- **Exercise prompt**
Copy every line of the material below without changing a single character.

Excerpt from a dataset
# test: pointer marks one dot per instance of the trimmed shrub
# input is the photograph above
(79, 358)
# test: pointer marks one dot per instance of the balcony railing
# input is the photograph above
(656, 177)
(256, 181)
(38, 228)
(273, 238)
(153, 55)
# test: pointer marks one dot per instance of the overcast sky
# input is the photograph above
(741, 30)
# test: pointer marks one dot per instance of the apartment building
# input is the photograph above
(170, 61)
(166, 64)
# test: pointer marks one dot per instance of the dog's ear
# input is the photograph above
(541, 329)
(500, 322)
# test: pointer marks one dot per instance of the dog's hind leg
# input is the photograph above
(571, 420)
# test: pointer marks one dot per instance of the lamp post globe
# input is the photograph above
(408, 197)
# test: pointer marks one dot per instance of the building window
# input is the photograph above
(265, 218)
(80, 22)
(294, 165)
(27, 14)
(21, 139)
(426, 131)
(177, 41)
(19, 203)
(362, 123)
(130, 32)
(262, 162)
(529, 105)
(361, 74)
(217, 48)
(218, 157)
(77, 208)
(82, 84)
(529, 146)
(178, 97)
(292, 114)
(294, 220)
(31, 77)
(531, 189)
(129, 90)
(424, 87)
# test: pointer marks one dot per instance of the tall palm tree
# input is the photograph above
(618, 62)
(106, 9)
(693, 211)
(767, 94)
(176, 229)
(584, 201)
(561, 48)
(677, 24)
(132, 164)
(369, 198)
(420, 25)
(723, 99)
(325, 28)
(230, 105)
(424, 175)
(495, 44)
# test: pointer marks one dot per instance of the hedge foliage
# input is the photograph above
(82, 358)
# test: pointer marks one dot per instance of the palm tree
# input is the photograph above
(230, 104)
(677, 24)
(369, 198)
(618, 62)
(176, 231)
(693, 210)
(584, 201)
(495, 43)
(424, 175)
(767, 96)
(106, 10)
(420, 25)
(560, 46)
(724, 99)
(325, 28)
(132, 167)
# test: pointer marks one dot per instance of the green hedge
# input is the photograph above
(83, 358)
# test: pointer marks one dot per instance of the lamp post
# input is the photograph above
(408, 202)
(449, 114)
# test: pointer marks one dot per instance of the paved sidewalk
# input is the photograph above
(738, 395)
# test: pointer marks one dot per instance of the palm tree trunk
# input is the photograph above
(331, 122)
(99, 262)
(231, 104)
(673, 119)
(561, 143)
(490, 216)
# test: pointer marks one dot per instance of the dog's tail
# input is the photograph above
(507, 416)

- **Response to this exercise**
# test: pointer marks one dot per instance of the trimmed shrub
# input is the photograph above
(79, 358)
# test: pointer marks one dot per instance of the balcony railing
# input is the photograph above
(656, 177)
(256, 181)
(38, 228)
(273, 238)
(153, 55)
# test: pointer marks one dot per instance of the overcast sky
# input is the photograph above
(741, 30)
# test: pointer marks one dot per instance of the apartment building
# input is the photograph above
(170, 61)
(166, 64)
# test: pointer marks one dot per instance of the dog's ear
# input is the photograph above
(541, 329)
(500, 322)
# test: pointer marks one dot per instance of the dog's hind leg
# input is the photograph above
(571, 420)
# test: pointer marks one dot per instance of the lamp post globe
# input is the photograph above
(408, 197)
# test: pointer marks one dot per instance of the building window
# input is the photograph above
(265, 218)
(80, 22)
(294, 165)
(27, 14)
(21, 139)
(426, 131)
(177, 41)
(19, 203)
(362, 123)
(130, 32)
(262, 162)
(529, 105)
(361, 74)
(217, 48)
(218, 157)
(77, 208)
(82, 84)
(529, 146)
(178, 97)
(292, 114)
(294, 220)
(31, 77)
(531, 189)
(129, 90)
(424, 87)
# test: pointer marks one dot per instance of the tall palm tree
# input is the photograph above
(618, 62)
(106, 9)
(693, 211)
(767, 94)
(176, 229)
(584, 201)
(561, 48)
(677, 24)
(132, 164)
(369, 198)
(420, 25)
(723, 99)
(325, 28)
(230, 105)
(424, 175)
(495, 44)
# test: pointer marks one dot per instance of the hedge foliage
# input is the photograph above
(82, 358)
# test: pointer marks one dot per instance of the palm tree
# input is the photograph above
(230, 104)
(677, 24)
(369, 198)
(618, 62)
(176, 231)
(693, 210)
(584, 201)
(495, 43)
(424, 175)
(767, 96)
(106, 10)
(420, 25)
(560, 46)
(724, 99)
(325, 28)
(132, 167)
# test: pointer marks one dot per instance of the green hedge
# input is the photograph above
(83, 358)
# test: pointer marks one dot per instance of the lamp post
# input is the photograph above
(408, 202)
(449, 114)
# test: pointer marks one dot per instance of the paved sidewalk
# input is the photograph above
(738, 395)
# test: pointer marks one dot per instance of the palm tree trunk
# input is the photograph above
(331, 122)
(99, 262)
(231, 104)
(673, 119)
(561, 143)
(490, 216)
# test: pointer marks one dot per instance of the dog's tail
# input is the photograph above
(507, 416)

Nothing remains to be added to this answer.